[WORK REQUIRED] Continue the article on bandwidth and network traffic management, picking up right after its final sentence.

[QUOTED PASSAGE]
--- begin ---

Computerworld

Bandwidth -- it is all about control

Throwing bandwidth at applications, in order to improve response times and keep networks running smoothly, is a critical mistake that a lot of ICT departments make today.

According to a report from research company, The Yankee Group, entitled "Traffic management: optimizing the enterprise network for maximum business value", adding more bandwidth may only improve the response of nonessential applications.

"It does not guarantee that the bandwidth will be available to the applications that need it the most," comments The Yankee Group.

The growing importance of applications has introduced a new set of challenges for enterprise network managers.

"Maintaining network device availability has become a relatively smooth process, however, companies are now increasingly faced with the challenge of optimizing application performance and availability," comments Wolfgang Held, network consultant at 3Com.

For some organizations, a single event such as deploying a new application or relocating servers seems to precipitate the decline.

Indeed, these changes in application and network environments have the potential to wreak havoc. And although diverse, these changes share one key characteristics -- they all cause more traffic to traverse the network with varying requirements.

--- end ---

[PROVIDED DATA]

--- begin ---

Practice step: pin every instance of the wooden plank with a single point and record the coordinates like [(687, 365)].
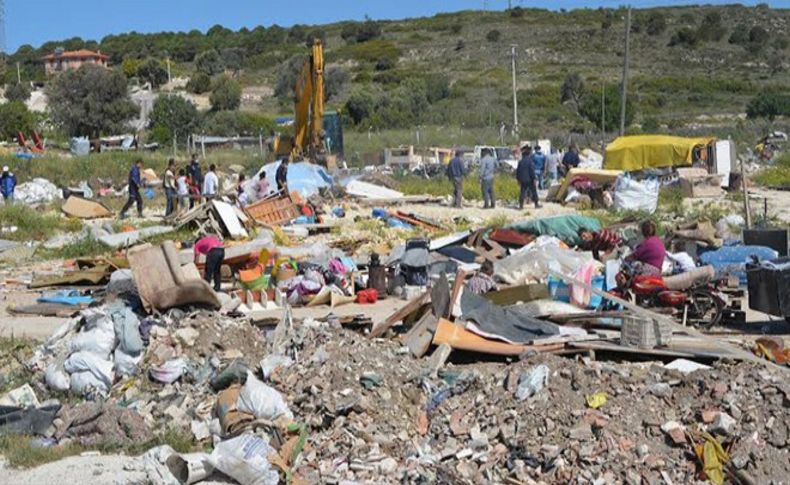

--- end ---

[FINAL ANSWER]
"With WANs now open to business partners, customers and mobile and remote workers, and supporting more critical applications as well as VoIP, network managers are faced with the burden of optimizing and managing all these diverse applications, without compromising network performance," says Held.

So, it comes as no surprise that network managers are adding more and more bandwidth - to no avail.

The problem is that critical applications are not necessarily the ones that get the most access to extra capacity: usually it is the less urgent bandwidth-hungry applications that monopolize increased bandwidth. "More bandwidth is not the answer, effective management is," he says.

Effective traffic management, which involves a combination of detailed application discovery and performance monitoring, will establish QoS (quality of service) policies, traffic shaping and compression.

Also, edge LAN switches, which have multi-layer traffic classification capabilities, can be highly effective in controlling application streams from the edge of the network.

"Indeed, QoS policies help network managers to prioritize traffic based on its relative performance in the business. And, although this approach is not necessarily foolproof, it does counter some of high-priority application performance degradation," says Held.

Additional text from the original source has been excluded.